[Exercise instructions]:
From the first line of the entries through the line containing "TARGET = calm sea", output everything exactly except the pictures.

[Data for this exercise]:
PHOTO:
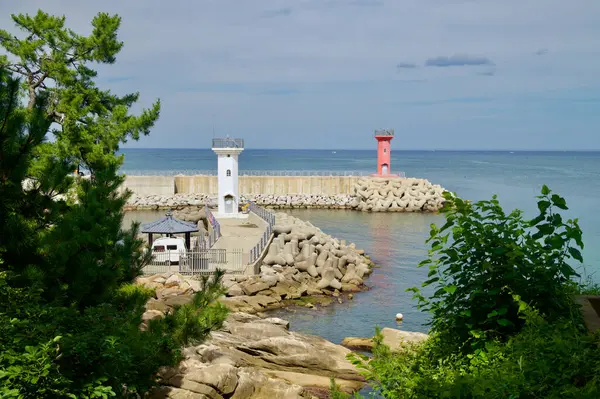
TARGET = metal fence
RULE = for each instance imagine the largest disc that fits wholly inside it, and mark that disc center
(194, 172)
(228, 143)
(270, 219)
(197, 262)
(215, 234)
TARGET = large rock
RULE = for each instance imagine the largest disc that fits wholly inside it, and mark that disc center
(392, 337)
(261, 359)
(254, 287)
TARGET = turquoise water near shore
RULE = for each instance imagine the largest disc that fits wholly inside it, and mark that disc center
(396, 241)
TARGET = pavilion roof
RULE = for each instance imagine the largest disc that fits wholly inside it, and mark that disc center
(169, 225)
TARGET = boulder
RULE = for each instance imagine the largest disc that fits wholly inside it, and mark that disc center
(177, 301)
(328, 279)
(222, 377)
(252, 288)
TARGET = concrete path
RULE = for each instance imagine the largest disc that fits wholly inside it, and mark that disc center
(240, 234)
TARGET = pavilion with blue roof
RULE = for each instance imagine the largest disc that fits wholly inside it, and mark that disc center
(169, 225)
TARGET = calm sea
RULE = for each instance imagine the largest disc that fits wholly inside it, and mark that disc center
(396, 241)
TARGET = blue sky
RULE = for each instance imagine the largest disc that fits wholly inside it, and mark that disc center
(446, 74)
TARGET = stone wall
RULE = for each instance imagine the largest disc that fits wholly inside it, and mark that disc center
(366, 194)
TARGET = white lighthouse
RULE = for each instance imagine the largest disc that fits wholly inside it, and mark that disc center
(227, 151)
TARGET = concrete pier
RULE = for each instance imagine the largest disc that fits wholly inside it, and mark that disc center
(248, 185)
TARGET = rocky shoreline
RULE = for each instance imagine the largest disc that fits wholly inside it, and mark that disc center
(367, 195)
(254, 356)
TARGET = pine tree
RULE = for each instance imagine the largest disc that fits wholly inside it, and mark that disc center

[Exercise solution]:
PHOTO:
TARGET = metal fence
RULE = for each instance imagine the largest disc that fits wholly inside it, and mark that disc center
(194, 172)
(228, 143)
(270, 219)
(197, 262)
(215, 234)
TARGET = large rock
RULE = for each instance imagine the largest disc that fits wholly inside it, and mark that disc center
(392, 337)
(261, 359)
(254, 287)
TARGET = turquoise water near shore
RULE = for each instance imagine the largest disc that fits wholly inside it, and mark that disc center
(396, 241)
TARGET = pavilion roof
RULE = for each instance imagine the largest disc that fits wholly inside it, and mark that disc center
(169, 225)
TARGET = boulder
RULE = for each instance imagine the largest disc that fits wholly inside it, and mark that disc center
(177, 301)
(328, 279)
(222, 377)
(252, 288)
TARGET = concrete path
RULE = for each instance imagine the largest disc that fits wholly inside it, and mark that disc center
(240, 234)
TARGET = pavilion with blue roof
RULE = for each instance imagine the largest disc that fits wholly inside it, and mark that disc center
(169, 225)
TARGET = calm sea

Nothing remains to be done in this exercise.